Author: Kevin B. Staff
Neighborhood: College Area
Occupation: Community college instructor (Cuyamaca and Palomar College)
A few Saturdays ago I helped with the community council’s monthly book sale. It kind of shoots the weekend in the ass, but it’s one of my few connections with people in the neighborhood because of my odd work schedule.
After we finished, I got a new coat rack for my Honda Element at the Pep Boys on El Cajon Boulevard. Then I stopped by a little neighborhood park nobody ever uses to move everything around and install it.
The only water source in the park is a single drinking fountain toward the back of the place. The day’s work done, I went over to get some water to wash off my hands and feet, not sure whether I’d go home or head out to the beach to catch the sunset and maybe spend the night in my freshly organized ride.
Lying there by the fountain, looking like Rip Van Winkle, was an old fellow with a gray goatee and a bald head. He was wearing headphones and lying on his back, sound asleep. I wondered at first if he was dead but saw his chest going up and down lazily.
After a few seconds, I recognized him. He was once one of my best friends and still is, really — a kid I’d known since grade school. He’s been homeless and hanging around the neighborhood for the past 15 years or so. I see him once in a while, but not that often.
It was the oddest thing. I just stood there and watched him sleeping peacefully for a minute or so. It gave me the funny feeling that, for all that’s wrong in the world, it can’t be completely bad if someone I’ve known for over 40 years could be lying there in the shade snoozing away as if he hadn’t a care in the world.

[Information shown]
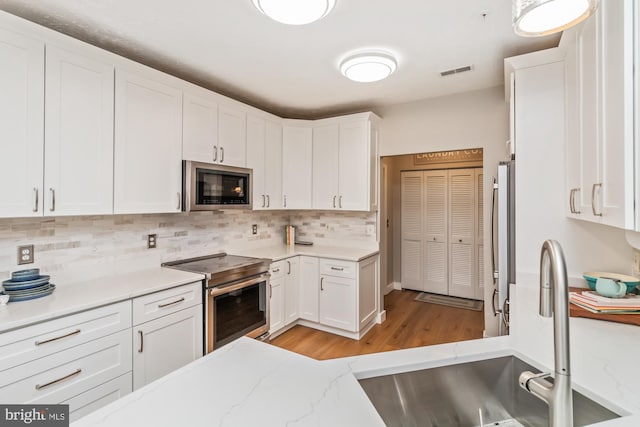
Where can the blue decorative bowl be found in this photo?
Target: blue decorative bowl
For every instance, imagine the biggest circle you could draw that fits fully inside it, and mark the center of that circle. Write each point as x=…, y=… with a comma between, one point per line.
x=592, y=276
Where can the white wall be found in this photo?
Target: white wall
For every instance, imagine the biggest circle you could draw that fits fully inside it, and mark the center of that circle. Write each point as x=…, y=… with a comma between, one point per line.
x=478, y=119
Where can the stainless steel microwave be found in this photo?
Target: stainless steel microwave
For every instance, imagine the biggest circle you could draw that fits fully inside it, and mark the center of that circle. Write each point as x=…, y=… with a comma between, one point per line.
x=208, y=187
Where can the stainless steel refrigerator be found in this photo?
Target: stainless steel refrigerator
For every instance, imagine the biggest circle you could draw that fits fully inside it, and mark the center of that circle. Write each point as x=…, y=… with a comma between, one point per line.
x=503, y=241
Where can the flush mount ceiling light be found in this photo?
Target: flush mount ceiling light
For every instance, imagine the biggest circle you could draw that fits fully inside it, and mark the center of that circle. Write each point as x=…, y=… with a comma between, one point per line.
x=368, y=67
x=533, y=18
x=295, y=12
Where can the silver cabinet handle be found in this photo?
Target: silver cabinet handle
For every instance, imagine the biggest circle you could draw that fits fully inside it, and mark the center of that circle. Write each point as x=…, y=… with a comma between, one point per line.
x=593, y=199
x=53, y=200
x=171, y=303
x=76, y=332
x=66, y=377
x=35, y=201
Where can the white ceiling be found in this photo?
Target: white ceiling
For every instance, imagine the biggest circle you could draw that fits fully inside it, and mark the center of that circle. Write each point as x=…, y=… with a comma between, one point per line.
x=293, y=71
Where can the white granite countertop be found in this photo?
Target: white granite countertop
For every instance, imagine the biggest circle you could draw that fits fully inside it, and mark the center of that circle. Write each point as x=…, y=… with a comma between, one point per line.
x=278, y=252
x=249, y=383
x=72, y=298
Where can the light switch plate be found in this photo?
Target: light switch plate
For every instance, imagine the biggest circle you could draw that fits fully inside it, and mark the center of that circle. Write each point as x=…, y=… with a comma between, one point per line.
x=25, y=254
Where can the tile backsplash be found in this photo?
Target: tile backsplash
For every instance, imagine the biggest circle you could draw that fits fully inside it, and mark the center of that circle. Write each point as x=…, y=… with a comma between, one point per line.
x=72, y=249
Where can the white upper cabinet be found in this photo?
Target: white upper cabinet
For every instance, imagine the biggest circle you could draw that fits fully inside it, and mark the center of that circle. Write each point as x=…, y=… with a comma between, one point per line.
x=296, y=167
x=264, y=156
x=232, y=140
x=21, y=125
x=600, y=118
x=326, y=161
x=78, y=172
x=148, y=144
x=200, y=126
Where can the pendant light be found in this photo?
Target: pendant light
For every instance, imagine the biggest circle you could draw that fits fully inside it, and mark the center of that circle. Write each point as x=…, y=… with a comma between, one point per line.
x=295, y=12
x=368, y=67
x=532, y=18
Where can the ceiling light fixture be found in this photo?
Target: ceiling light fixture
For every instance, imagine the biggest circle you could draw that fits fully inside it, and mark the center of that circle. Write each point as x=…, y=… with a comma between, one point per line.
x=295, y=12
x=368, y=67
x=532, y=18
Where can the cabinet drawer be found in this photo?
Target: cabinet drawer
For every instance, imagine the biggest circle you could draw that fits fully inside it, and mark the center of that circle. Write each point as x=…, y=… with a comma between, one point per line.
x=276, y=269
x=338, y=268
x=65, y=374
x=40, y=340
x=99, y=396
x=160, y=304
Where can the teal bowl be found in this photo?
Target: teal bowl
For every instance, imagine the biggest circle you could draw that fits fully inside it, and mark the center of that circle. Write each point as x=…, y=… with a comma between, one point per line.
x=630, y=281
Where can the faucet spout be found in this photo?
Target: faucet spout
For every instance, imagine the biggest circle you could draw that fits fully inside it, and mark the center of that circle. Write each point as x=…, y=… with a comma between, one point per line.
x=554, y=301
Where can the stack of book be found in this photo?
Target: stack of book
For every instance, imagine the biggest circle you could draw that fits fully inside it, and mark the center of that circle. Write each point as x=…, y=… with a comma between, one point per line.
x=596, y=303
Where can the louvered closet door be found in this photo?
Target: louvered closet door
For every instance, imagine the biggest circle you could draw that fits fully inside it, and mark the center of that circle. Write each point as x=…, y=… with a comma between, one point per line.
x=462, y=233
x=480, y=234
x=412, y=230
x=435, y=223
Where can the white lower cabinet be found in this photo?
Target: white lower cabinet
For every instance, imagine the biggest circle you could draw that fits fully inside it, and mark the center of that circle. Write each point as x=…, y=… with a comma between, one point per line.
x=172, y=335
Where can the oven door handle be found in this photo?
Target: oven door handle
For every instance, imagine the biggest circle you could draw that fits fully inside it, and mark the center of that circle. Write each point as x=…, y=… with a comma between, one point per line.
x=230, y=288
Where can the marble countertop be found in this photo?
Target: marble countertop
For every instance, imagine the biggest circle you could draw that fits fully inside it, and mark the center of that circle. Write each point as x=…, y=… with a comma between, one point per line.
x=252, y=383
x=278, y=252
x=72, y=298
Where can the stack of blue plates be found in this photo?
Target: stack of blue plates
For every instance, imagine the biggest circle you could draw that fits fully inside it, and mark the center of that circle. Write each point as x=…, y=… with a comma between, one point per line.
x=27, y=284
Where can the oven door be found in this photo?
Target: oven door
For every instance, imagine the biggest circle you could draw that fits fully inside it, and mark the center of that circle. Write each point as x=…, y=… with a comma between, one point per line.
x=237, y=309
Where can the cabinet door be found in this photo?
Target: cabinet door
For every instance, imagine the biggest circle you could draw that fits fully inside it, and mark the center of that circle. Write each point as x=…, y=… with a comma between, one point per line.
x=309, y=288
x=273, y=165
x=291, y=289
x=355, y=167
x=256, y=160
x=296, y=167
x=21, y=125
x=338, y=302
x=166, y=344
x=148, y=145
x=413, y=237
x=436, y=239
x=614, y=195
x=326, y=159
x=462, y=278
x=200, y=127
x=276, y=305
x=79, y=97
x=232, y=139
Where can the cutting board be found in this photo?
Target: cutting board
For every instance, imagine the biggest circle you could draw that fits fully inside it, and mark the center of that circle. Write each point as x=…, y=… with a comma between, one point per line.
x=575, y=311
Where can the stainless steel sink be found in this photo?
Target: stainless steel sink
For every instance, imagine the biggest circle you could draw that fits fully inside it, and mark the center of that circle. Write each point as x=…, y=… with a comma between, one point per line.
x=451, y=396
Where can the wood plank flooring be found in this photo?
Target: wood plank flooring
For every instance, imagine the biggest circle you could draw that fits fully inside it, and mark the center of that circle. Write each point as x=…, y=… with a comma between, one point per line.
x=409, y=324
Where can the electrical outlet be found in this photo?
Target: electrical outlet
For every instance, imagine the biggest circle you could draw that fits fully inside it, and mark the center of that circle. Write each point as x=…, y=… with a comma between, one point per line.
x=151, y=241
x=25, y=254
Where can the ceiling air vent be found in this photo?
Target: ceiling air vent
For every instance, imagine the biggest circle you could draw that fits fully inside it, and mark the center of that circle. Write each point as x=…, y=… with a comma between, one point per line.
x=456, y=70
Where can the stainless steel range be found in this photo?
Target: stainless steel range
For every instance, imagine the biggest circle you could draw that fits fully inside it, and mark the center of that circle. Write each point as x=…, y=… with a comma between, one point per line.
x=236, y=296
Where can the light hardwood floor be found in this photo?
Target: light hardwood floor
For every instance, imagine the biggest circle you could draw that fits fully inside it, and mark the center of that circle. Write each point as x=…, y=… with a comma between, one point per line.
x=409, y=324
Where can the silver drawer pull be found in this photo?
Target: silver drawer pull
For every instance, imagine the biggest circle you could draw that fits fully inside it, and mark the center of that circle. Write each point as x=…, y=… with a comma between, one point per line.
x=66, y=377
x=171, y=303
x=76, y=332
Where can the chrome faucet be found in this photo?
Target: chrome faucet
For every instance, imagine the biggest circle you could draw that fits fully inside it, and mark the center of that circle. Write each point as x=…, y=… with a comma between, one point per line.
x=554, y=301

[Task brief] Please extend the essay about finding an old friend asleep in a neighborhood park, starting right after its final sentence.

[Output for this task]
Well, I arranged everything back in the car and took a last look his way before shutting the doors and taking off. He sat up, scratched his head, and seemed to recognize me. I came over, he stood up, and we talked about things for 20 minutes or so. He’d had a seizure a few weeks back while walking along the avenue and woke up in the hospital without a clue to how he’d gotten there. Years of substance abuse have made him prone to episodes similar to epileptic seizures. He sleeps in the dugout of a Little League field near my place. He’s part of the neighborhood; I love him like a family member I don’t seek out or see much of, and he loves me. I’m happy when I see him. Our conversation is punctuated with made-up words and expressions and sound effects that maybe two or three other people in the world — people once close to us — would understand.
I’m doing quite okay, living in a whole other world apart from his, and thankful for what I’ve got. I take nothing for granted. A homeless person with substance-abuse issues isn’t the normal profile for people I hang with. But he’s my friend, and I enjoyed spending some time with him on a sunny afternoon in the early fall. And for some reason, the sight of him snoozing there under a tree in the shade is an image that will stay with me for the rest of my life.